» RECORDS SHOWN
------

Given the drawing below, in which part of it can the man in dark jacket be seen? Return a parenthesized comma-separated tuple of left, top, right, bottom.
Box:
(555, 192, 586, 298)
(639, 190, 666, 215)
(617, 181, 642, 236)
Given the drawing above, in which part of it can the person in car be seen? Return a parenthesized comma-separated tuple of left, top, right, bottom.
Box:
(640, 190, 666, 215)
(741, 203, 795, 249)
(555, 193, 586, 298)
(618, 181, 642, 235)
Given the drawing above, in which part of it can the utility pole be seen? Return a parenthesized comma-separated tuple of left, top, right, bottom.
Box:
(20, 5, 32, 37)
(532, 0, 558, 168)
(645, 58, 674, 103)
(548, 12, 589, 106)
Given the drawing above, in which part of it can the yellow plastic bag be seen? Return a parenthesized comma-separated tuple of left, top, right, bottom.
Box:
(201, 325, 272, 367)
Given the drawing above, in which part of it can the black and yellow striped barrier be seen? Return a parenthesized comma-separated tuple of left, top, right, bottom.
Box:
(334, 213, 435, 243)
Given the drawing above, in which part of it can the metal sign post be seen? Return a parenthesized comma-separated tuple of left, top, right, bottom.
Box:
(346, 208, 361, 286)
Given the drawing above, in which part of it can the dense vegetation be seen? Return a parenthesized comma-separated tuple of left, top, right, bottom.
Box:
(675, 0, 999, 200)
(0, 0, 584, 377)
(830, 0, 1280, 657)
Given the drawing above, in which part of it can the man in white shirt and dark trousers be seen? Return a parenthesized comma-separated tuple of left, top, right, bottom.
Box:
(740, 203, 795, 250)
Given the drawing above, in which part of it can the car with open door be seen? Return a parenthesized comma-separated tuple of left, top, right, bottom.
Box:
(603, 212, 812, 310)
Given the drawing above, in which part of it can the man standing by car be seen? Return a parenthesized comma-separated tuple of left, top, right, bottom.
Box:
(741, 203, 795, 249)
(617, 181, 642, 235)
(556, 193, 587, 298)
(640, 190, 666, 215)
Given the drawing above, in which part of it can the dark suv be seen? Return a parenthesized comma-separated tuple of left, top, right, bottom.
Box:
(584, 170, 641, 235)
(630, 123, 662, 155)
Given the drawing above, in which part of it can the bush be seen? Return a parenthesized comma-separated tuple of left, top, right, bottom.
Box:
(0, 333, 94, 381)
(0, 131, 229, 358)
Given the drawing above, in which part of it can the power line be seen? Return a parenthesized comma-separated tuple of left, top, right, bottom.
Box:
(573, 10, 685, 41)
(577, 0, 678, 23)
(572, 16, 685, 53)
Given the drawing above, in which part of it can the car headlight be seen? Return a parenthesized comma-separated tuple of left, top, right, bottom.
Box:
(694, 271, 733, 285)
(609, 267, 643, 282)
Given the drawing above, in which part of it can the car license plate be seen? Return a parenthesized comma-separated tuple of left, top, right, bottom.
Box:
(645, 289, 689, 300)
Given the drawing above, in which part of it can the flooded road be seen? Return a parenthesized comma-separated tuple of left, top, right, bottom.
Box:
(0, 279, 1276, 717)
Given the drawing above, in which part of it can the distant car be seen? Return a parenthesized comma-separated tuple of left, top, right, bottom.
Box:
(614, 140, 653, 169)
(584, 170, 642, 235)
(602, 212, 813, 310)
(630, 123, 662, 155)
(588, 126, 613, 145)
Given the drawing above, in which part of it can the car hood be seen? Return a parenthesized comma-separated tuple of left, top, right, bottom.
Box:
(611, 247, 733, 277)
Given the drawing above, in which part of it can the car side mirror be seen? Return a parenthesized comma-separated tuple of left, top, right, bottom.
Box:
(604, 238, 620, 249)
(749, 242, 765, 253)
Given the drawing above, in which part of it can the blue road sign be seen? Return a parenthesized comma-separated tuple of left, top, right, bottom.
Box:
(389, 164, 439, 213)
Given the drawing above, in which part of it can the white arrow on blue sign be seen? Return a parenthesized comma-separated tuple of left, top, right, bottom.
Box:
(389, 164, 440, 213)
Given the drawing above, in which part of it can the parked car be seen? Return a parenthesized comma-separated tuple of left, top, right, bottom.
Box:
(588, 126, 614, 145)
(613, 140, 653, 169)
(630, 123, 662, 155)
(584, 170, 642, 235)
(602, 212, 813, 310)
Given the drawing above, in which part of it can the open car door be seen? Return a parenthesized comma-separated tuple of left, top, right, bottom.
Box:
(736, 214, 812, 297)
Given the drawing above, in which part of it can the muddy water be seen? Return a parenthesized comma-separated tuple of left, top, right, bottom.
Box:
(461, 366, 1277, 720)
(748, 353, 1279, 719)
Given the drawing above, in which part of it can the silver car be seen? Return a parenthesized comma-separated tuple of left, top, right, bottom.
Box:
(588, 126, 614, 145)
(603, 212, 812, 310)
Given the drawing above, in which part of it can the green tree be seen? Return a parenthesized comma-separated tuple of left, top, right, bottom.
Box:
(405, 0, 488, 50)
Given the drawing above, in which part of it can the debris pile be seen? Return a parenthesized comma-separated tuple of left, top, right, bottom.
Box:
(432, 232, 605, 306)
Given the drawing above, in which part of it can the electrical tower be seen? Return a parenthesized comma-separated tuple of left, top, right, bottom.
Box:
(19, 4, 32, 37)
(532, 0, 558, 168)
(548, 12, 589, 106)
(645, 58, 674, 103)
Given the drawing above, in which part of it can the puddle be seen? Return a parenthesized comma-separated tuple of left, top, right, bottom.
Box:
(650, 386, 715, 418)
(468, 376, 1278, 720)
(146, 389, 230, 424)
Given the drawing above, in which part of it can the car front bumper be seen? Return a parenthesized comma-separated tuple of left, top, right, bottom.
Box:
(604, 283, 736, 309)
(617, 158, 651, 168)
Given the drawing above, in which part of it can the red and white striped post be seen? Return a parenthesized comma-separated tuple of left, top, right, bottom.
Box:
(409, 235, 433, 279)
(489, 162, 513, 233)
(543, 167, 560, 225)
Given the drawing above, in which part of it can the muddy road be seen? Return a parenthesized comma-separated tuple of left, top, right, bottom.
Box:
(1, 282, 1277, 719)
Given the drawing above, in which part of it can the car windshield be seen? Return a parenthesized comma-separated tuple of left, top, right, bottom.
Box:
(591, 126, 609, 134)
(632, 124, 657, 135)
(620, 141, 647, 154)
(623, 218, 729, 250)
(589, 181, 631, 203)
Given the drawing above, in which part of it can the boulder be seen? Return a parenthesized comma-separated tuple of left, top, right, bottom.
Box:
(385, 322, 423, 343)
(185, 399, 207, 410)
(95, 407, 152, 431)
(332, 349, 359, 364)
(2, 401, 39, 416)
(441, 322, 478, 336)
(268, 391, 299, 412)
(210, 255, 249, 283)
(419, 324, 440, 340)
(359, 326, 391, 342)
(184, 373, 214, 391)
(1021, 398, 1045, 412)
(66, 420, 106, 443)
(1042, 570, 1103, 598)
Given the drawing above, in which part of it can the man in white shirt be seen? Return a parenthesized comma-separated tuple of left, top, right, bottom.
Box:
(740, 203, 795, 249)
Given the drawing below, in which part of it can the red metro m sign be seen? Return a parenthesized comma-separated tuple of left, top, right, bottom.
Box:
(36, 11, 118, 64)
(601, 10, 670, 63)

------

» THE PROBLEM
Among the entries, find every line holding "door" and return it.

» RESPONSE AREA
Given the drawing above, in which part of it can the car with open door be seen? Return a parenthesized comma-separated tuple of left, top, right, bottom.
Given the drawing above, in which part of it can the open car door be seen? Return a parenthesized comma-separated tuple of left, top, right, bottom.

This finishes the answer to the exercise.